═══ Dataset content

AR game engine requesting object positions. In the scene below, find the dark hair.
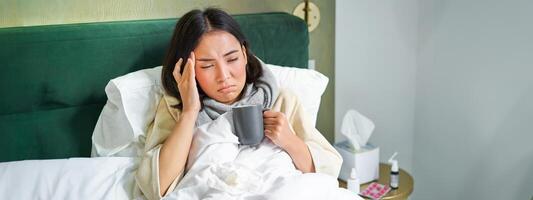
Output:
[161,8,263,109]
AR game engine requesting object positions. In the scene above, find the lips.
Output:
[218,85,235,93]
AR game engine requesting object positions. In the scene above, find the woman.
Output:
[136,8,342,199]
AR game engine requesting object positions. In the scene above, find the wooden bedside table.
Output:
[339,163,414,200]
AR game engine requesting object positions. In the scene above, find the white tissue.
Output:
[340,110,375,150]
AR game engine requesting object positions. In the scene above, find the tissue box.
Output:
[334,141,379,184]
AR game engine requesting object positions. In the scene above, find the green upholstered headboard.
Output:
[0,13,309,161]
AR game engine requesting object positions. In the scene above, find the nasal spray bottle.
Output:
[389,152,400,189]
[346,167,360,194]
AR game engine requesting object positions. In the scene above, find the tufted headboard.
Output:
[0,13,309,162]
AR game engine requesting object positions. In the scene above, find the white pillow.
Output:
[91,66,163,157]
[267,64,329,126]
[91,64,329,157]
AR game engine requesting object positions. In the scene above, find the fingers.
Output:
[263,110,283,118]
[172,58,183,82]
[183,52,196,80]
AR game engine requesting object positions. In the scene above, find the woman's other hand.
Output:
[172,52,201,113]
[263,110,300,150]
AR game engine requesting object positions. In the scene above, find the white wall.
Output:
[335,0,533,199]
[335,0,418,170]
[413,0,533,199]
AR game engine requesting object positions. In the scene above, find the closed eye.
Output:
[200,65,214,69]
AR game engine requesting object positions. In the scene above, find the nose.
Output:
[216,63,230,83]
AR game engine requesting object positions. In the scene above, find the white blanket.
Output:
[166,112,360,200]
[0,157,138,199]
[0,113,361,200]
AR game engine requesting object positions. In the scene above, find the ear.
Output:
[241,45,248,64]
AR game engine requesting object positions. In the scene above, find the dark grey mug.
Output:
[232,104,265,145]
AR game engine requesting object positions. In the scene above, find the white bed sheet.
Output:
[0,157,138,200]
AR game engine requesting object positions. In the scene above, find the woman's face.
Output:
[194,31,247,104]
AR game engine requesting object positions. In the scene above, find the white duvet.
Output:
[166,112,360,200]
[0,113,361,200]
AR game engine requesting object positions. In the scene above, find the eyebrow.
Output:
[196,50,239,61]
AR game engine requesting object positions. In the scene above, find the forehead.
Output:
[194,31,241,55]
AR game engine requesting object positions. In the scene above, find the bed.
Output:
[0,13,360,199]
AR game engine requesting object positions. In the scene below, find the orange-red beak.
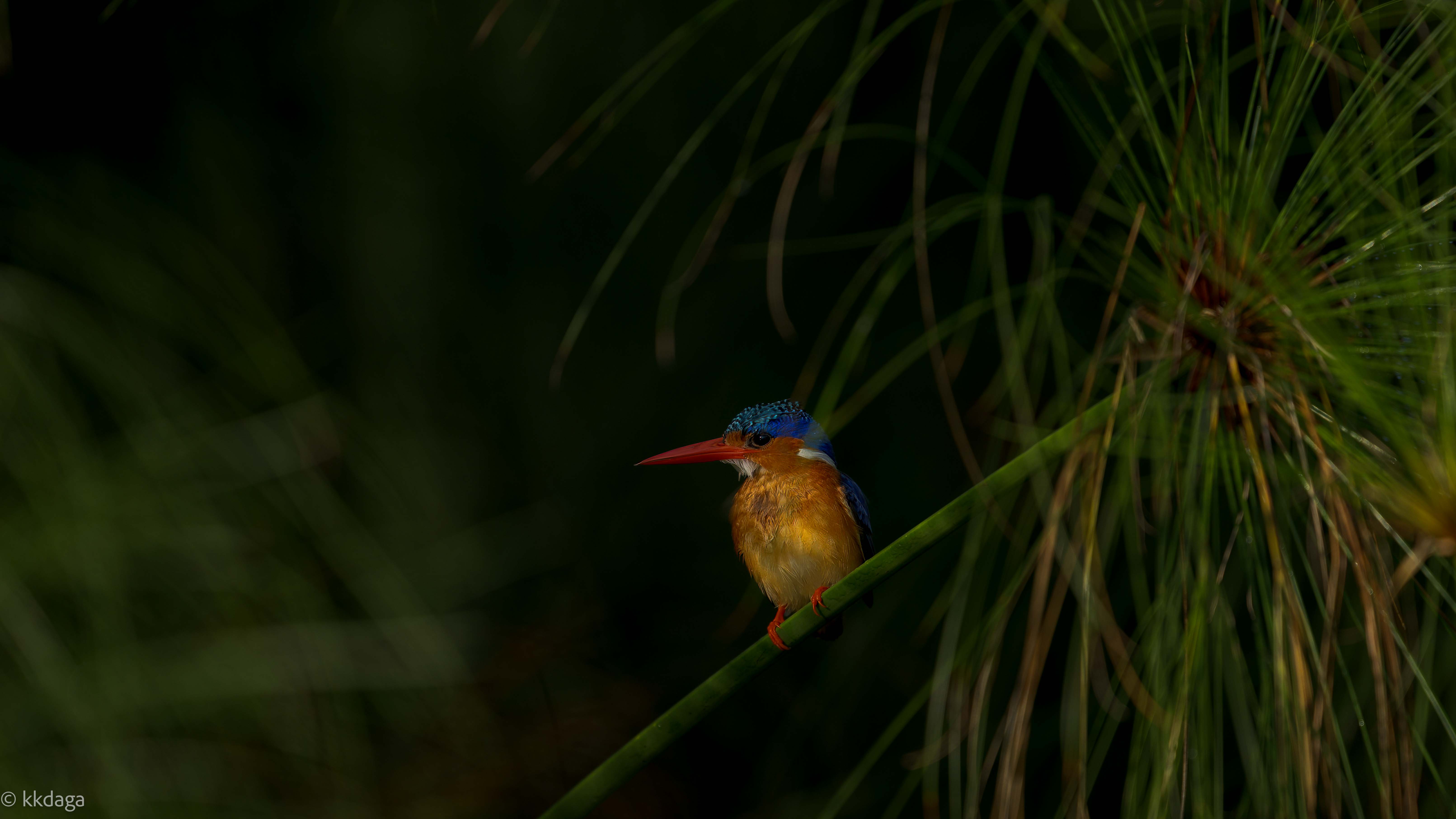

══════

What is required = Rewrite all of the records with each "scene" swapped for "frame" and everything else left unchanged. Omit the pictures from your output.

Result for this exercise =
AR game engine requesting object positions. In the frame below, find the dark hair.
Output:
[161,8,263,109]
AR game engine requesting object positions. In the frame above, find the lips.
Output:
[218,85,235,93]
AR game engine requesting object positions. In the frame above, find the woman.
Output:
[136,8,342,199]
AR game engine requesting object positions. In the frame above, find the wooden bedside table.
Output:
[339,163,414,200]
AR game engine requesting object positions. In the frame above, find the white tissue.
Output:
[340,110,375,150]
AR game engine requesting object positions. In the frame above, find the tissue box.
Output:
[334,141,379,184]
AR game engine requesting object positions. In the frame above, find the green upholstered headboard.
Output:
[0,13,309,161]
AR game engine requesting object positions. In the frame above, find the nasal spray bottle.
Output:
[389,152,400,189]
[346,167,360,194]
AR game engine requesting object positions. In the frame above, find the tufted headboard.
Output:
[0,13,309,162]
AR game engine requesting object positions. In the frame above, find the white pillow.
Output:
[91,66,163,157]
[267,64,329,126]
[91,64,329,157]
AR game engine requesting object positions. In the frame above, find the fingers.
Output:
[263,110,283,118]
[172,58,183,82]
[183,52,196,80]
AR game engine requesting object positions. In the frame above, find the woman's other hand.
Output:
[172,52,201,113]
[263,110,300,150]
AR game engine requesting object positions. In the frame above, find the white wall.
Output:
[335,0,533,199]
[335,0,418,170]
[413,0,533,199]
AR game engine requesting object positions. In the frame above, find the closed eye.
Output:
[200,65,214,69]
AR game engine requesting object positions. In the frame above, find the nose.
Output:
[216,63,230,83]
AR game engine requesting object positions. In the frame above, find the white blanket.
Output:
[166,112,360,200]
[0,157,138,199]
[0,113,361,200]
AR game engine requesting object positions. In the frame above, find the ear.
Output:
[241,45,248,64]
AR game engine requesting object positions. In the frame above, find the dark grey mug.
Output:
[232,104,265,145]
AR game engine requesting object positions. In the frame above, find the white bed sheet.
Output:
[0,157,138,200]
AR game engine requesting object positions. In the frame above, find the woman's face.
Output:
[194,31,247,104]
AR game engine requesting object positions. In the frame above, find the white duvet.
Output:
[166,112,360,200]
[0,113,361,200]
AR game engine requesting object positions. In the frame above, find the eyebrow.
Output:
[196,50,239,61]
AR game engine requesting object positions. In the frame above, find the forehead.
Output:
[194,31,241,55]
AR game engine requesting object positions. In the frame above, find the bed.
Output:
[0,13,360,199]
AR game engine requesting object positions. In the frame below, find the orange-red beak.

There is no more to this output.